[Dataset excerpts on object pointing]
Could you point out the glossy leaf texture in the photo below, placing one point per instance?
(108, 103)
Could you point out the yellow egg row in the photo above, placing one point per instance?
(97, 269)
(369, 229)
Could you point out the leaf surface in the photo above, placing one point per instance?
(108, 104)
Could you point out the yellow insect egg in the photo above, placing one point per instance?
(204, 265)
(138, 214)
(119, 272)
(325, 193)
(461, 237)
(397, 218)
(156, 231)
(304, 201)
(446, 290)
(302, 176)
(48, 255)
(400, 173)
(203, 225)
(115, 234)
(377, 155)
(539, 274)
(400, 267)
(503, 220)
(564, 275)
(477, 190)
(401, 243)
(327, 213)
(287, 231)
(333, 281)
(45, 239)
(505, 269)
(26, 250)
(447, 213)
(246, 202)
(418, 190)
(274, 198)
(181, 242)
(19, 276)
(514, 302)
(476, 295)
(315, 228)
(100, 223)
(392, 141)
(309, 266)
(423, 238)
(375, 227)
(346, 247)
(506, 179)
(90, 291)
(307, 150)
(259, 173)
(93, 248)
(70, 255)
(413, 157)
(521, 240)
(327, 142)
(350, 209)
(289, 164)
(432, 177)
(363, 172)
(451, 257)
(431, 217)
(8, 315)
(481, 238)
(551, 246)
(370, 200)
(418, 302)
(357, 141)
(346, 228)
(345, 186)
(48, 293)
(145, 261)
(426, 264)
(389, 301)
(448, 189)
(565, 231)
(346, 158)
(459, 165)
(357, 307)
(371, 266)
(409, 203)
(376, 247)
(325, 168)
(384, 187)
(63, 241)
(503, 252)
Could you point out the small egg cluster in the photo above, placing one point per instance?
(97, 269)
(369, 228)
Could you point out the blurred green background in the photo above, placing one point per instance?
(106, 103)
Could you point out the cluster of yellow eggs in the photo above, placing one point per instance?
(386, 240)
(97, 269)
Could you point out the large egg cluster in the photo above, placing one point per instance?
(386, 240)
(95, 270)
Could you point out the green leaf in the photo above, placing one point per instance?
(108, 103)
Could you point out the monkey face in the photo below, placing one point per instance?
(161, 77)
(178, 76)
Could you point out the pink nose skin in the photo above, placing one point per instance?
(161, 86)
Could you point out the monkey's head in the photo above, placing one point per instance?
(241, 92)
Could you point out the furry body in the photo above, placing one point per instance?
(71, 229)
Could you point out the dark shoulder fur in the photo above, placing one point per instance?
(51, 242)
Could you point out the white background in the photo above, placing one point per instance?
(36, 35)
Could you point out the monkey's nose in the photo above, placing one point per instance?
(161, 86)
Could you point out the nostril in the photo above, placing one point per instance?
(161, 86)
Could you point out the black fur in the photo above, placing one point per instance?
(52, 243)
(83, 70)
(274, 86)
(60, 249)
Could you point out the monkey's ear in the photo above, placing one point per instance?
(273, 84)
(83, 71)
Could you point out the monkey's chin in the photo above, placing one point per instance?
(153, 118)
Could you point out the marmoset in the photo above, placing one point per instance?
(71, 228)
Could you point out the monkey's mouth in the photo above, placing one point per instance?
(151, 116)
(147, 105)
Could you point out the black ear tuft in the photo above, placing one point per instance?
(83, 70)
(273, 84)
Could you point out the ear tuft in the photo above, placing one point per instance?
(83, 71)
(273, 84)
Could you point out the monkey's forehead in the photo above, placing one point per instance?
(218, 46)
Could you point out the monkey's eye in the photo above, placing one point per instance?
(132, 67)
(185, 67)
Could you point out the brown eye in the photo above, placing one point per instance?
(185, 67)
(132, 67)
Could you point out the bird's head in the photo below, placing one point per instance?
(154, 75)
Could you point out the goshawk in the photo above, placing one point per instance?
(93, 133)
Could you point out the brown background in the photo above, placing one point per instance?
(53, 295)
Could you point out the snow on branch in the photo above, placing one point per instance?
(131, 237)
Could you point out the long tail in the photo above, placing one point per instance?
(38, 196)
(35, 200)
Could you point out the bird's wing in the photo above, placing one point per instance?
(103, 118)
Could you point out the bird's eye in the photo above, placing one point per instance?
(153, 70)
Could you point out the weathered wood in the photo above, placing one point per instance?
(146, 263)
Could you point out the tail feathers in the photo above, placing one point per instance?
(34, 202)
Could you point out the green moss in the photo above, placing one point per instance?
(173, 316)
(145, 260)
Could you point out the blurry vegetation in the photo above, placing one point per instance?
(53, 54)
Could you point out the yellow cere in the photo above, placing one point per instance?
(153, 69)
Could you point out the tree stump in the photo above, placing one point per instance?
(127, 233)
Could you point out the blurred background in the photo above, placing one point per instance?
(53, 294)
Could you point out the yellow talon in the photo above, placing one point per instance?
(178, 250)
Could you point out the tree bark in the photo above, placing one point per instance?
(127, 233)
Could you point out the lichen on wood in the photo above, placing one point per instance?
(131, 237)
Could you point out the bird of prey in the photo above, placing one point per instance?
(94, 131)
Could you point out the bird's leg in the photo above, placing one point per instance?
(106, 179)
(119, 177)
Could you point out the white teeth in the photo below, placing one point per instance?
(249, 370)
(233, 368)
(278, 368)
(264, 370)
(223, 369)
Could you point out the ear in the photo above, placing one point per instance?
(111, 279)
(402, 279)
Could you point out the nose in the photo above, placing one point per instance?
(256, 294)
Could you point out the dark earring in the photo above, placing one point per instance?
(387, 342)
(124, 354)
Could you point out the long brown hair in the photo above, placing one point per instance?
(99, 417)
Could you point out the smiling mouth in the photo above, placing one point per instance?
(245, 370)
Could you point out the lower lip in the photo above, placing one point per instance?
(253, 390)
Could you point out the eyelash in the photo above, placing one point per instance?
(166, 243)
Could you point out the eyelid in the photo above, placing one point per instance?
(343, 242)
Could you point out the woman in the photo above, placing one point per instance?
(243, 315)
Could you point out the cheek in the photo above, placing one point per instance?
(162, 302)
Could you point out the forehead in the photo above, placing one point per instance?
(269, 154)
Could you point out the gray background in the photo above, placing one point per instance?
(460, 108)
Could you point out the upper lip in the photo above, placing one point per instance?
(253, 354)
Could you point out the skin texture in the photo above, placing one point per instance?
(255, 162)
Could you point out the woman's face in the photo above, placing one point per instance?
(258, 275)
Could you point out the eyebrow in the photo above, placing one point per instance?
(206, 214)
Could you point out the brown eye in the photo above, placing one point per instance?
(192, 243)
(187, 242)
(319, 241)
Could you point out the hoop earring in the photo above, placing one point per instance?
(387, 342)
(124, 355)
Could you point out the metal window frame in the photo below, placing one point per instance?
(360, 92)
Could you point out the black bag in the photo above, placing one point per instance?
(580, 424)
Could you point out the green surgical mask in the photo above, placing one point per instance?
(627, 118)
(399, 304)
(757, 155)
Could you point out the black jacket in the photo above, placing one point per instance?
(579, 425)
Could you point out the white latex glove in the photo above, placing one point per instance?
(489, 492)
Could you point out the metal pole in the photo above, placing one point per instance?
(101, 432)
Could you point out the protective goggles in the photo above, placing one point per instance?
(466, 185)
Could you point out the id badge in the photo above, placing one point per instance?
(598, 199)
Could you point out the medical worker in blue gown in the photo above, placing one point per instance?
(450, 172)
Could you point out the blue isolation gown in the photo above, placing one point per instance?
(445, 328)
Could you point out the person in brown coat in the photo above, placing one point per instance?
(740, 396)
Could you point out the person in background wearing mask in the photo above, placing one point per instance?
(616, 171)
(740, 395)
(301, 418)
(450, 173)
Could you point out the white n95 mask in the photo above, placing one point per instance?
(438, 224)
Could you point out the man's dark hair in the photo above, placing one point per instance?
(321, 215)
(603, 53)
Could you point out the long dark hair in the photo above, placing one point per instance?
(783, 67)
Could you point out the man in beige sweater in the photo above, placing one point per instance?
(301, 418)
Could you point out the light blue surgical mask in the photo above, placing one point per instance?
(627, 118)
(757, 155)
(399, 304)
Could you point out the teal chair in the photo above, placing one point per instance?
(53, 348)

Short task: Copy the rows word for word, starting with the line that contains "Could you point out the long dark" and ending with the last row, both ends included.

Reply:
Could you point out the long dark hair in the photo above, placing one point per instance?
(783, 67)
Could you point out the man in beige sweater in the photo above, placing one point per instance?
(301, 418)
Could you point out the light blue surgical mask in the photo above, placing one point per instance?
(627, 118)
(757, 155)
(399, 304)
Could you point out the teal chair in the photo above, placing one point per instance?
(53, 348)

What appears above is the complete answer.